REQUIRED WORK. Output the line with "the train windshield." and every following line to the end of the material, exactly as they appear.

GIVEN RECORDS.
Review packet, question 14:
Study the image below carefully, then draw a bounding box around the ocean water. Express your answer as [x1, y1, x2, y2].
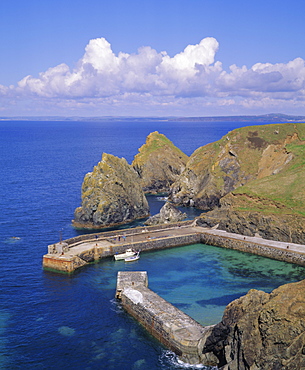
[0, 120, 305, 370]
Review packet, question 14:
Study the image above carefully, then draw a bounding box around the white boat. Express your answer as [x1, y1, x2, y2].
[114, 248, 136, 261]
[125, 252, 140, 262]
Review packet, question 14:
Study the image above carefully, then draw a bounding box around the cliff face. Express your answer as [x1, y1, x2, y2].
[203, 279, 305, 369]
[73, 153, 149, 229]
[132, 131, 188, 194]
[196, 124, 305, 243]
[169, 123, 304, 210]
[197, 196, 305, 244]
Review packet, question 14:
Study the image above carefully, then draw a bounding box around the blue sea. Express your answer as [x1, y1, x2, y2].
[1, 120, 305, 370]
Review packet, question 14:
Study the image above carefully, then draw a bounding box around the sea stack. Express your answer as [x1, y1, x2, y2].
[73, 153, 149, 229]
[132, 131, 188, 194]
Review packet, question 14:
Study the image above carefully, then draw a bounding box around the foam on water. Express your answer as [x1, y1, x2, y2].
[160, 350, 217, 369]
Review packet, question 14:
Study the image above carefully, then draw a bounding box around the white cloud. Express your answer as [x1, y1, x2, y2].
[217, 58, 305, 96]
[3, 37, 305, 115]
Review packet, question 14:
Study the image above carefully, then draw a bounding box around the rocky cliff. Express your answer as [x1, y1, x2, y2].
[73, 153, 149, 229]
[195, 123, 305, 242]
[132, 131, 188, 194]
[202, 279, 305, 369]
[196, 199, 305, 244]
[169, 123, 305, 210]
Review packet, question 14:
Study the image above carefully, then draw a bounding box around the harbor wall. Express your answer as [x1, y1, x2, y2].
[43, 232, 201, 273]
[199, 232, 305, 266]
[116, 271, 216, 366]
[117, 233, 201, 254]
[43, 225, 305, 273]
[49, 221, 194, 247]
[42, 255, 88, 273]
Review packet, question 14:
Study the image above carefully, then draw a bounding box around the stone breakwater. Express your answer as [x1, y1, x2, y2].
[43, 222, 305, 273]
[42, 224, 305, 367]
[116, 271, 216, 365]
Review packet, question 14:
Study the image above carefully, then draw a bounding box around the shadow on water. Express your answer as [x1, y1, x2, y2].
[197, 293, 249, 307]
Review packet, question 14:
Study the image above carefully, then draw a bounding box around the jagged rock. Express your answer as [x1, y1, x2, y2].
[201, 279, 305, 369]
[73, 153, 149, 229]
[132, 131, 188, 194]
[144, 202, 187, 226]
[169, 123, 301, 210]
[197, 205, 305, 244]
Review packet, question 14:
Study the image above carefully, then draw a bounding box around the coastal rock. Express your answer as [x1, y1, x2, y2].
[73, 153, 149, 229]
[132, 131, 188, 194]
[144, 202, 187, 226]
[197, 205, 305, 244]
[201, 279, 305, 369]
[196, 157, 305, 244]
[169, 123, 301, 210]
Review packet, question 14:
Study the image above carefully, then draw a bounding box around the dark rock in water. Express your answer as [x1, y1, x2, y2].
[144, 202, 186, 226]
[132, 131, 188, 194]
[73, 153, 149, 229]
[201, 279, 305, 369]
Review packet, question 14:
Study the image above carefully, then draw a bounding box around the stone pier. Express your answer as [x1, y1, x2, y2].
[43, 222, 305, 273]
[116, 271, 217, 366]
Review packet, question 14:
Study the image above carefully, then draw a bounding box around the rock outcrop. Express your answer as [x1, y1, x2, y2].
[132, 131, 188, 194]
[196, 202, 305, 244]
[144, 202, 187, 226]
[202, 279, 305, 369]
[169, 123, 303, 210]
[73, 153, 149, 229]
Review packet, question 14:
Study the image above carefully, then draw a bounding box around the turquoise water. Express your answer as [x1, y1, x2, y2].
[1, 120, 304, 369]
[93, 243, 305, 326]
[33, 243, 305, 370]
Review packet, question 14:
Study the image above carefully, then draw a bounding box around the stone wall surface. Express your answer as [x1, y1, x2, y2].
[199, 232, 305, 266]
[117, 271, 217, 366]
[54, 220, 193, 247]
[42, 255, 87, 273]
[44, 225, 305, 274]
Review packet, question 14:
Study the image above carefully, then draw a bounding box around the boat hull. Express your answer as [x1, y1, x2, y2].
[125, 253, 140, 262]
[114, 249, 136, 261]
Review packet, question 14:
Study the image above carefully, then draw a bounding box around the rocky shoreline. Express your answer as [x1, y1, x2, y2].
[205, 279, 305, 369]
[73, 124, 305, 244]
[71, 123, 305, 368]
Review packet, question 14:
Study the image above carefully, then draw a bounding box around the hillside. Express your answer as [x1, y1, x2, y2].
[189, 122, 305, 242]
[170, 123, 305, 209]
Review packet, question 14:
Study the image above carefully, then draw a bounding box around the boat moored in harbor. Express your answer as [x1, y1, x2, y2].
[114, 248, 136, 261]
[124, 251, 140, 262]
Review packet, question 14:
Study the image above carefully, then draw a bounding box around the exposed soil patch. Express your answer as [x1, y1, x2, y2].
[247, 131, 267, 149]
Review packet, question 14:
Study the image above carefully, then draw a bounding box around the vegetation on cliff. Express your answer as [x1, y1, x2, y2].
[132, 131, 188, 193]
[73, 153, 149, 229]
[73, 124, 305, 238]
[194, 123, 305, 242]
[170, 123, 305, 211]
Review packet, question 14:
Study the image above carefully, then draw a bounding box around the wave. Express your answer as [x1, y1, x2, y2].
[159, 350, 217, 369]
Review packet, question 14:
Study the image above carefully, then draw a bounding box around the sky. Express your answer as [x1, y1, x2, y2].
[0, 0, 305, 117]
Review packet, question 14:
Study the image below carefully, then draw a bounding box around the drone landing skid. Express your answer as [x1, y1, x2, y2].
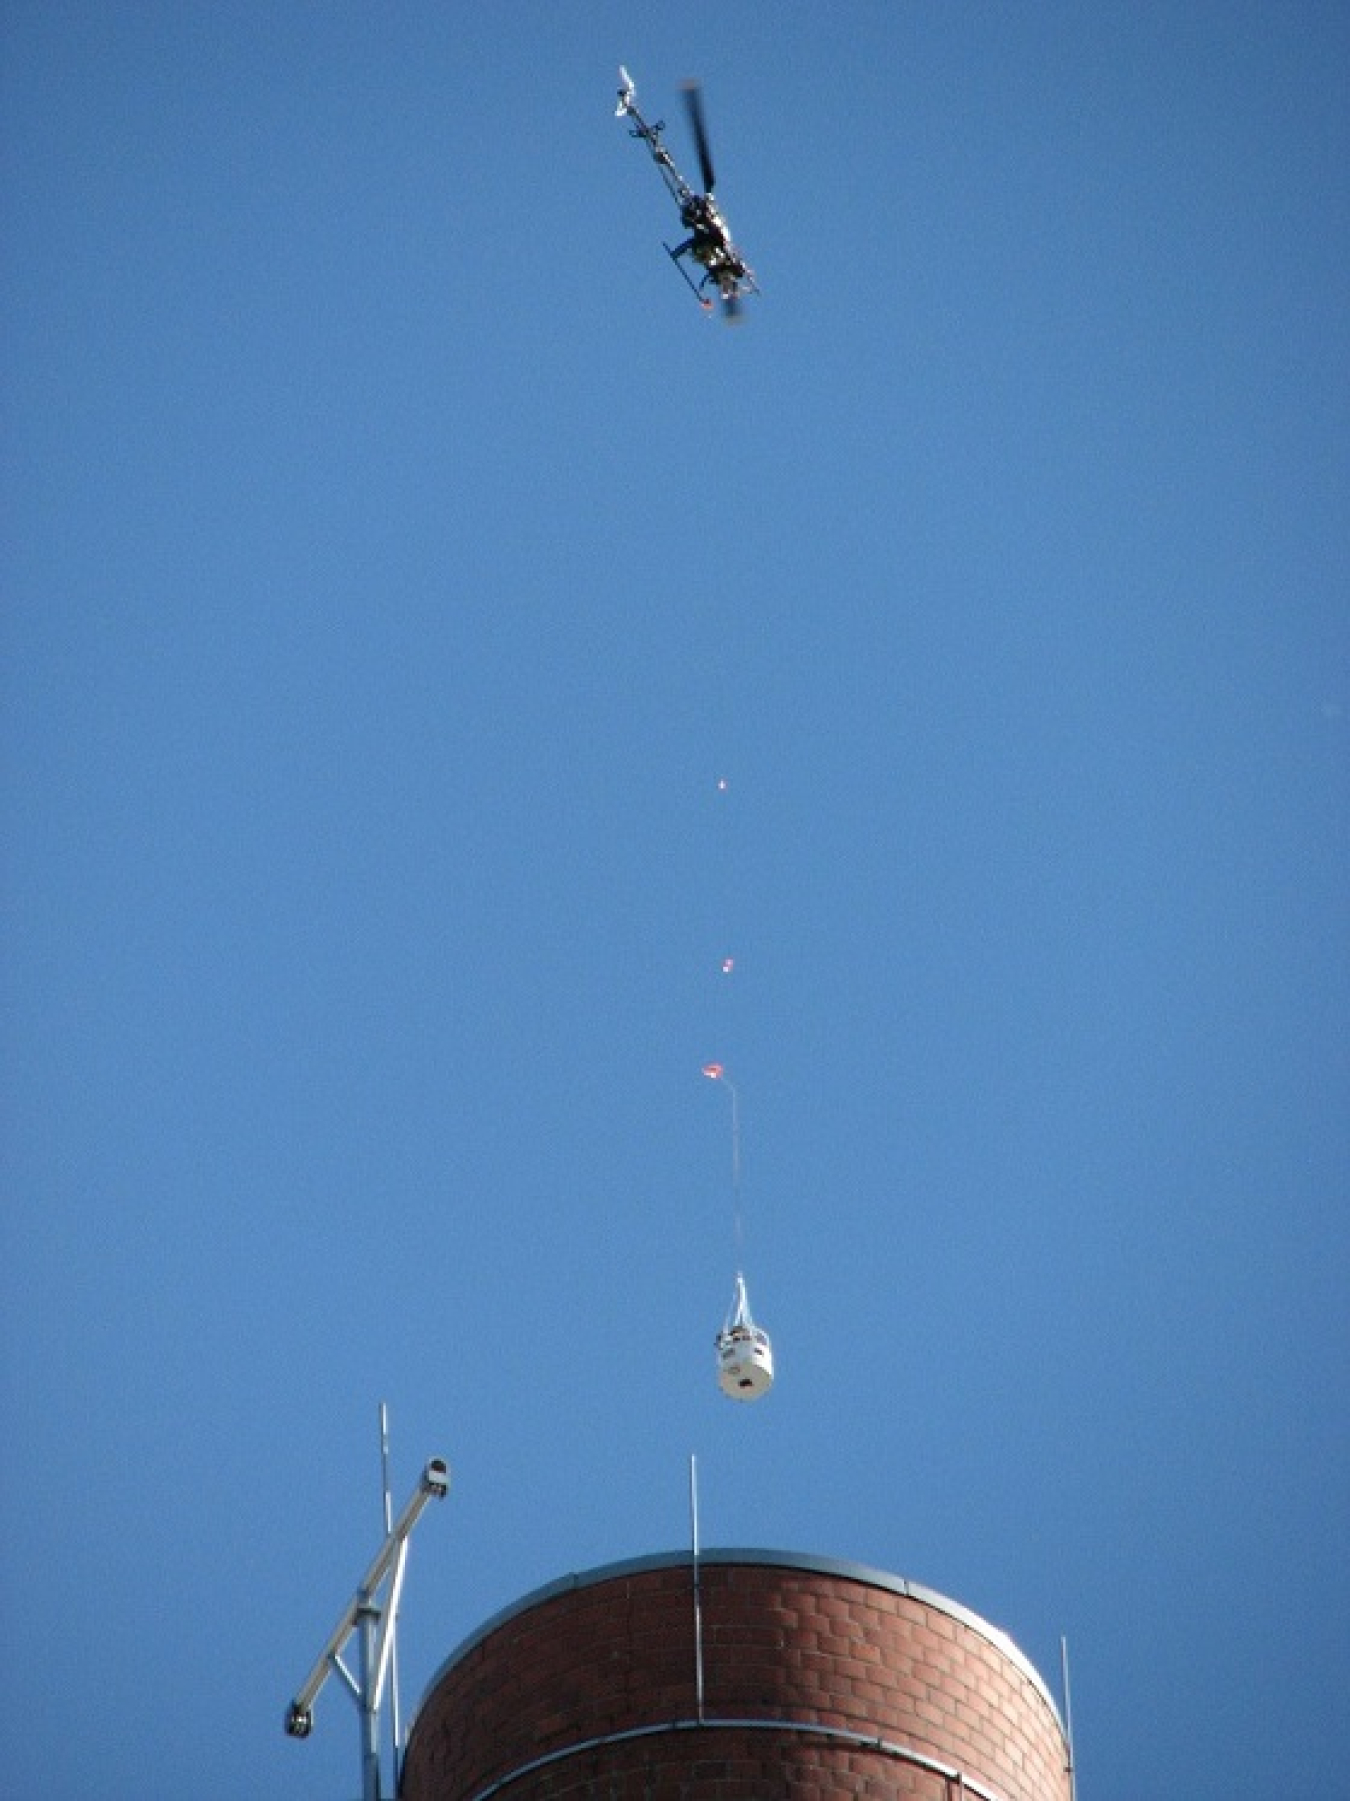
[664, 242, 715, 311]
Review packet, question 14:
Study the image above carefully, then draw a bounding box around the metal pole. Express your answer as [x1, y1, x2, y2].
[381, 1404, 405, 1791]
[358, 1601, 382, 1801]
[1060, 1635, 1077, 1801]
[689, 1455, 705, 1723]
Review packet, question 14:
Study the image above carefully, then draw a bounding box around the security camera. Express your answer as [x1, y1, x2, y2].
[285, 1703, 313, 1738]
[423, 1458, 450, 1498]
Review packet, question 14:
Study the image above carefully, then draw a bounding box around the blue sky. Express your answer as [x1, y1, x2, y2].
[2, 5, 1346, 1798]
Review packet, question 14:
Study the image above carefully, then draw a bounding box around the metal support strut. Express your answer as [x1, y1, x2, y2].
[285, 1455, 450, 1801]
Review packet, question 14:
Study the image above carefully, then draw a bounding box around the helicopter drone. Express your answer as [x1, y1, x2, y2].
[616, 66, 758, 319]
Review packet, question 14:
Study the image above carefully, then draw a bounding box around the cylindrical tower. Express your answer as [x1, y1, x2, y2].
[401, 1549, 1071, 1801]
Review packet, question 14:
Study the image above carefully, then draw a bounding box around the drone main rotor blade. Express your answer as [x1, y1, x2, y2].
[681, 80, 716, 194]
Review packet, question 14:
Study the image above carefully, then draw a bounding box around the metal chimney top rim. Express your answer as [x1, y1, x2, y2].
[409, 1547, 1064, 1734]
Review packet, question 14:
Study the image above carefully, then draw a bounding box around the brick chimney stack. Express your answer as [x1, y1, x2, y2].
[401, 1550, 1071, 1800]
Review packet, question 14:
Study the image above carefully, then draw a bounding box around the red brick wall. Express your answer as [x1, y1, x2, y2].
[401, 1556, 1070, 1801]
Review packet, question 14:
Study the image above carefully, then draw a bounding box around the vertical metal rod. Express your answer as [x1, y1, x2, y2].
[380, 1401, 394, 1530]
[380, 1403, 404, 1793]
[1060, 1634, 1077, 1801]
[689, 1454, 705, 1723]
[358, 1603, 382, 1801]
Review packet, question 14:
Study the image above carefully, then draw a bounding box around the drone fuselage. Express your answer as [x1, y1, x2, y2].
[618, 70, 756, 315]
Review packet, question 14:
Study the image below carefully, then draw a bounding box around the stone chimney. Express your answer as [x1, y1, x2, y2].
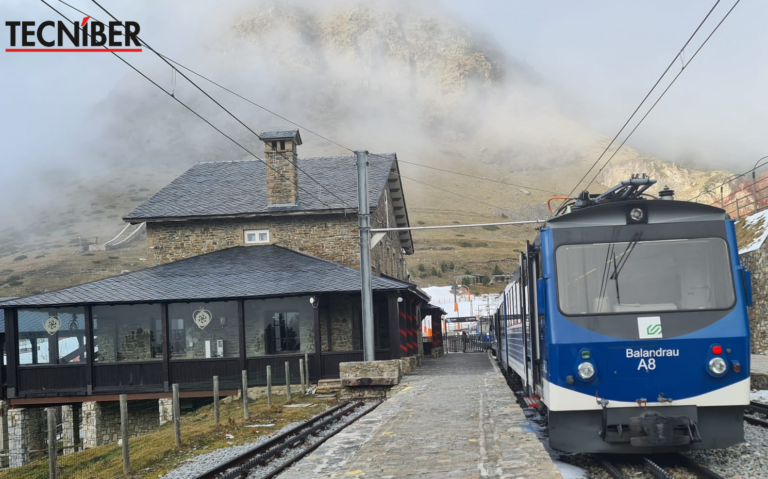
[261, 129, 303, 207]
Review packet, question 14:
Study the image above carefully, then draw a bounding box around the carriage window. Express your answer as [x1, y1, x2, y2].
[556, 238, 735, 315]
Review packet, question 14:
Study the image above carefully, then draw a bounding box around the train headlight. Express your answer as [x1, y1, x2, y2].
[709, 357, 728, 376]
[630, 208, 644, 222]
[577, 362, 595, 380]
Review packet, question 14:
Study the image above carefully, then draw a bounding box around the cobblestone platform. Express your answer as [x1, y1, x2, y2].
[280, 353, 563, 479]
[752, 354, 768, 389]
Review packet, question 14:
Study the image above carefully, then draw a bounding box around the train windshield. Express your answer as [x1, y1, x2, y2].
[556, 238, 735, 315]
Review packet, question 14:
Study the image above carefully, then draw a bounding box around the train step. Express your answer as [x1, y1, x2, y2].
[523, 395, 540, 408]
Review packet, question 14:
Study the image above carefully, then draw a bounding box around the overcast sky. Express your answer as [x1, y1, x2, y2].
[1, 0, 765, 188]
[441, 0, 767, 170]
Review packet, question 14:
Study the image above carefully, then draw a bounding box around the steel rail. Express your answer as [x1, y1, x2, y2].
[672, 453, 727, 479]
[192, 401, 357, 479]
[594, 455, 627, 479]
[261, 400, 382, 479]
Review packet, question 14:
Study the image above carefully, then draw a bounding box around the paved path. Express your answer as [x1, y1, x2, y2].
[280, 353, 563, 479]
[752, 354, 768, 374]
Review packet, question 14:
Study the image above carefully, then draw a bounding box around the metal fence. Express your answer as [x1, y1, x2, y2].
[444, 333, 490, 353]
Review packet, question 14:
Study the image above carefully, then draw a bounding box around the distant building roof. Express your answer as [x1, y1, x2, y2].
[0, 245, 421, 308]
[260, 129, 302, 143]
[123, 154, 414, 254]
[124, 155, 395, 221]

REPLY.
Study the image above carefully, then draw a bounding box around the train windshield. Express your answer as [x1, y1, x2, y2].
[556, 238, 735, 315]
Review packet, question 14:
Study the image above carefully, then draw a bounding box around the train step. Express your answer as [x1, y1, x2, y2].
[523, 395, 540, 408]
Review packet, question 14:
Study the image above carefully, then draw a bounding box around the overcast sky. Express your answer as [x1, y1, x2, y2].
[1, 0, 765, 188]
[441, 0, 767, 170]
Review packet, question 14:
Study the image above carefully, then draw a bounding box around the steel rail. Express your answer as [x1, y1, x2, y2].
[672, 453, 727, 479]
[192, 401, 357, 479]
[594, 455, 627, 479]
[261, 400, 382, 479]
Review packet, question 14:
Study the image above carefully, then draw a bounding box around the paved path. Express your answer as [x1, y1, x2, y2].
[280, 353, 563, 479]
[752, 354, 768, 374]
Review packet, question 14:
Study the image above carefully, then draw a bounding box around the metal fence. Express your answer as [x1, y1, x2, y2].
[444, 333, 490, 353]
Review packet, question 14:
Study the image above carefully, then draw a bounding box around the distant building roof. Express your answer as [x1, y1, x2, y2].
[0, 245, 421, 308]
[260, 129, 302, 143]
[123, 154, 414, 254]
[124, 155, 395, 221]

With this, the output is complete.